*** Opening Information ***

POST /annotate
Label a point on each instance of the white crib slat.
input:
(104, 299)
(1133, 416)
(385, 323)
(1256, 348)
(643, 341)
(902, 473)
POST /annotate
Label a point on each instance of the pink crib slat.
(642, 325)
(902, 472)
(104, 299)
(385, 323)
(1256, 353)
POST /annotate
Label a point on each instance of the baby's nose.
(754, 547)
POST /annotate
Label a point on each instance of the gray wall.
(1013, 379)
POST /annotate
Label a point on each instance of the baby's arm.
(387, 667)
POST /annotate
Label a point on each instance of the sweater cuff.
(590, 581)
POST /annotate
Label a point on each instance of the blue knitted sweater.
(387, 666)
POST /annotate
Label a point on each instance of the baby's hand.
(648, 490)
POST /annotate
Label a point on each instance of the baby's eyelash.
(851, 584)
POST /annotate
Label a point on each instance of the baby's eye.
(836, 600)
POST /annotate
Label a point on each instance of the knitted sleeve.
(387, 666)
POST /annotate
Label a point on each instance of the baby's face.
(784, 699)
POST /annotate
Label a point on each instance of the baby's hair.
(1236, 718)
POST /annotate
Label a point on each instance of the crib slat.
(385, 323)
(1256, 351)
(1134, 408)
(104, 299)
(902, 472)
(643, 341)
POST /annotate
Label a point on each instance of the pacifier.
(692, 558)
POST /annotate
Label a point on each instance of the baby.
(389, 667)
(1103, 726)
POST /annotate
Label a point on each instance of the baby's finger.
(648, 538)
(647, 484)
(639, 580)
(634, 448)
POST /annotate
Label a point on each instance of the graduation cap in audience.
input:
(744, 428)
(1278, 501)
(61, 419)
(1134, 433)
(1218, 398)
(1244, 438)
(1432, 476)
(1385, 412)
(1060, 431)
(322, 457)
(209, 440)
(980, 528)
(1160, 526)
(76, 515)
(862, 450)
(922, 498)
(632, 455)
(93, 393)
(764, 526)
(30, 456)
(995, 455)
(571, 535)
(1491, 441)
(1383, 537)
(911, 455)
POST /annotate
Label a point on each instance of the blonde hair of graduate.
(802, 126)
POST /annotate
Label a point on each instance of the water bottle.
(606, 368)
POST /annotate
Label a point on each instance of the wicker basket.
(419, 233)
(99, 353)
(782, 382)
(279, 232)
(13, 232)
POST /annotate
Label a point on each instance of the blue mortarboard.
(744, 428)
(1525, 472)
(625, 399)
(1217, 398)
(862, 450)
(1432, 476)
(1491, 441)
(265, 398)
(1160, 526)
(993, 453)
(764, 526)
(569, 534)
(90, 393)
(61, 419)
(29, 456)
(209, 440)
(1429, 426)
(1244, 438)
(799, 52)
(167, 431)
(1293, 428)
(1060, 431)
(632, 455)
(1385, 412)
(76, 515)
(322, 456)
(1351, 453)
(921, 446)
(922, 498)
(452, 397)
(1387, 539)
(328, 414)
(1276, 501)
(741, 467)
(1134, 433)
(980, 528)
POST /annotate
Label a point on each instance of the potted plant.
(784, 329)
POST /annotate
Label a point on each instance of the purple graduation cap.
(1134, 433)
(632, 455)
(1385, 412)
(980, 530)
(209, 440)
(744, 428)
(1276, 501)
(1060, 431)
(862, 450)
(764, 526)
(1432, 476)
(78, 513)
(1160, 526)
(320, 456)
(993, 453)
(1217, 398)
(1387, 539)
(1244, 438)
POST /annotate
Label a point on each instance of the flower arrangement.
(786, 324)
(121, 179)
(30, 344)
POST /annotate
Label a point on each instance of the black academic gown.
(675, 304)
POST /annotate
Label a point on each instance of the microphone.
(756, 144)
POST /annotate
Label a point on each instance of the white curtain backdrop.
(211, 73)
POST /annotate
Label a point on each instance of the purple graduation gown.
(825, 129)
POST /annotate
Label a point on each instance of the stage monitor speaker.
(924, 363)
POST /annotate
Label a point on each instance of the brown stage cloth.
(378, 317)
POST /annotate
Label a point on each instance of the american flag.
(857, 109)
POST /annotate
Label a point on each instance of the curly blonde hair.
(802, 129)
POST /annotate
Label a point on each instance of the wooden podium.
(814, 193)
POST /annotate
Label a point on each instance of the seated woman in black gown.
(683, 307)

*** Closing Information ***
*** Opening Information ***

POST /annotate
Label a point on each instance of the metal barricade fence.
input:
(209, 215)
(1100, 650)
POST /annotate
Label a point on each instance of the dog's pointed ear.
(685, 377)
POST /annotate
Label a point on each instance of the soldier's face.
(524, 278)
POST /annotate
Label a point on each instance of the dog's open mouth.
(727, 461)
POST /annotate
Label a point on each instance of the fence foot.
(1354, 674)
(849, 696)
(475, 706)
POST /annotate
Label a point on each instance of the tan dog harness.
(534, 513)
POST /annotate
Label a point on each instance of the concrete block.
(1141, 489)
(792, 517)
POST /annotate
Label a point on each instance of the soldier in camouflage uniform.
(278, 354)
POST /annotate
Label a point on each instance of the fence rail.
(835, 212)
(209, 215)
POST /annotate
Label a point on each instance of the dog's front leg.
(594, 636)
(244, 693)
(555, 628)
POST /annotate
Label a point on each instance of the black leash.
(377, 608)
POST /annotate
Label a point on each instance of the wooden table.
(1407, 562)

*** Closing Information ***
*** Opening Information ***

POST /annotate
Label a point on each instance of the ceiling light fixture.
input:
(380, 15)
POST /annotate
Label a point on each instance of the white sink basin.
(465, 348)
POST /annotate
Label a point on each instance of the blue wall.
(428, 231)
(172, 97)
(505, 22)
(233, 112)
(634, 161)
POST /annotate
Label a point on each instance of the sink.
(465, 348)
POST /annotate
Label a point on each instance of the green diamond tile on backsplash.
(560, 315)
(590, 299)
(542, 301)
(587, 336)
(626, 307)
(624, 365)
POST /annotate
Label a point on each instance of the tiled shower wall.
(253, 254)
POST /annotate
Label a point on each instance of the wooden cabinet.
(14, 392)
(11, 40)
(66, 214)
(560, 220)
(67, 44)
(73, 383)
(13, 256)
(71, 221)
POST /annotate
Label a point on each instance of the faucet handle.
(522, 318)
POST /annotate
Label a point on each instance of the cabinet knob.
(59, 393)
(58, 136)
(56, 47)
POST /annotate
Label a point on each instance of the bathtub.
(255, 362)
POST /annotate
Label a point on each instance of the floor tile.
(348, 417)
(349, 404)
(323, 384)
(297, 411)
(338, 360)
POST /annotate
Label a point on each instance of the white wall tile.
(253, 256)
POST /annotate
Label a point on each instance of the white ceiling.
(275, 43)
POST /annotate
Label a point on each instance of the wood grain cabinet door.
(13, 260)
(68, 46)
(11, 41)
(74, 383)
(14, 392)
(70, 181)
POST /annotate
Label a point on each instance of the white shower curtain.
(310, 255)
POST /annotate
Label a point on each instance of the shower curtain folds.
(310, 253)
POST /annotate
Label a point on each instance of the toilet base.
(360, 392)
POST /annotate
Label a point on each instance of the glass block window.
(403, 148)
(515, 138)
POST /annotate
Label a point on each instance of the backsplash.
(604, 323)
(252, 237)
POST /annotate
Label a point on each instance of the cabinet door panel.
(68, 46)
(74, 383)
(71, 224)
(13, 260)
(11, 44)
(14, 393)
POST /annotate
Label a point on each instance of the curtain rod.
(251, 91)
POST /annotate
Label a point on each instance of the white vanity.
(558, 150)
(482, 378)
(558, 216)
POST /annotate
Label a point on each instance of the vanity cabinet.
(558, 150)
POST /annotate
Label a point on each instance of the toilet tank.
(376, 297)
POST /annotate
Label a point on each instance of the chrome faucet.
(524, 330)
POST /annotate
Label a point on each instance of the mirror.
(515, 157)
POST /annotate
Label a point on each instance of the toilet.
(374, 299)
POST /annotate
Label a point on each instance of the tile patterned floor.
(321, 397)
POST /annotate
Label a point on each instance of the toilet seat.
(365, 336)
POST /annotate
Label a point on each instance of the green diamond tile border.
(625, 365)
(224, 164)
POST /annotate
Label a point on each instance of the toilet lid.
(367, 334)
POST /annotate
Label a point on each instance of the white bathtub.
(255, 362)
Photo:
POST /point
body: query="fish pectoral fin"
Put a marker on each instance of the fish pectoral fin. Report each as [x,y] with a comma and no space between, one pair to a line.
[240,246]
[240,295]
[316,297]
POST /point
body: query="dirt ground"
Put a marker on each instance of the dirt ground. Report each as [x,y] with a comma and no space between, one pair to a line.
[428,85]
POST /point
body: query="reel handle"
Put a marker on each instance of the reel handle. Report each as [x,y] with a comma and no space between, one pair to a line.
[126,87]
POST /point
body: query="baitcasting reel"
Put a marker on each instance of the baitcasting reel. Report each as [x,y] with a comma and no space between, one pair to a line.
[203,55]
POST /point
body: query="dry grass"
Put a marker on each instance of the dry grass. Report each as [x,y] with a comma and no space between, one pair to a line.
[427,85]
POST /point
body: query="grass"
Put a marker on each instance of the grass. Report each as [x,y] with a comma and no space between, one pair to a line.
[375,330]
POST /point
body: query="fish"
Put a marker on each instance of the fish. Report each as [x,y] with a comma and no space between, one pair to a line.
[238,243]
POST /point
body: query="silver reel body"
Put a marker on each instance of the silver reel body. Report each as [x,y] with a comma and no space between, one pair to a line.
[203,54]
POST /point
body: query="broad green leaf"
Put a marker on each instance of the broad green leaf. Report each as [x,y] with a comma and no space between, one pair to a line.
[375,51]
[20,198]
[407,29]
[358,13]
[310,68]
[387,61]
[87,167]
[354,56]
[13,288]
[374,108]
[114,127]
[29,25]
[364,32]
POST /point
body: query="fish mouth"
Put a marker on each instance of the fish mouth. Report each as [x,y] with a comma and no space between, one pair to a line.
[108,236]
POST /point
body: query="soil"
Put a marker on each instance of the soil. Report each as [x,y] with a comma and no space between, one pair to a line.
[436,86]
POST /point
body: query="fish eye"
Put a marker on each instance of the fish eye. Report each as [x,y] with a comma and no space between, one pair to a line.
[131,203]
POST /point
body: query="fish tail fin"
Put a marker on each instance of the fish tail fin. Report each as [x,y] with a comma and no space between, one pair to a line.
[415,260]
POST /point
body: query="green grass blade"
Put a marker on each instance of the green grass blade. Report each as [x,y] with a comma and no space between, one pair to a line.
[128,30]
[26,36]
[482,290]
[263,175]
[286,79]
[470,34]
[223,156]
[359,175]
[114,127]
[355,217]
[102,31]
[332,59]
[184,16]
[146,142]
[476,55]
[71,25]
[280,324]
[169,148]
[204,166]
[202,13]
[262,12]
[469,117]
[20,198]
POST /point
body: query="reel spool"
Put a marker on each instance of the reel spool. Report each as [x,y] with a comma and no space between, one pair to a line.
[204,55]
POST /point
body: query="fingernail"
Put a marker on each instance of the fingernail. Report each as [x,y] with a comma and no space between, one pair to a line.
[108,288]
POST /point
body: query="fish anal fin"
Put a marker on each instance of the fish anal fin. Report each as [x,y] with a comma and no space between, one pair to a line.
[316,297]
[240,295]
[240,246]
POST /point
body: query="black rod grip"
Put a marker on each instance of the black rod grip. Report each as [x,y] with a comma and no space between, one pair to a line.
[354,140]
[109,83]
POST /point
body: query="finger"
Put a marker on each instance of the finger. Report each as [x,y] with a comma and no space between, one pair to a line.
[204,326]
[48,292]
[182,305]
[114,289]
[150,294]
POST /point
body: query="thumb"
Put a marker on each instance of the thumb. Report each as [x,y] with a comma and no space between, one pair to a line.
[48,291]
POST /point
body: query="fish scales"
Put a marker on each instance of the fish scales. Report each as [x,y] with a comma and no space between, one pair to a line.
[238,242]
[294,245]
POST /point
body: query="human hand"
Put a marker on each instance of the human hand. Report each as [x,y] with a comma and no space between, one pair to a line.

*** Closing Information ***

Brief: Copy out the lines of the data where the string "human" occurs.

Written solution:
body: query="human hand"
Put a marker on each instance of the human hand. Report each as [x,y] with a comma and no space between, one pair to a line.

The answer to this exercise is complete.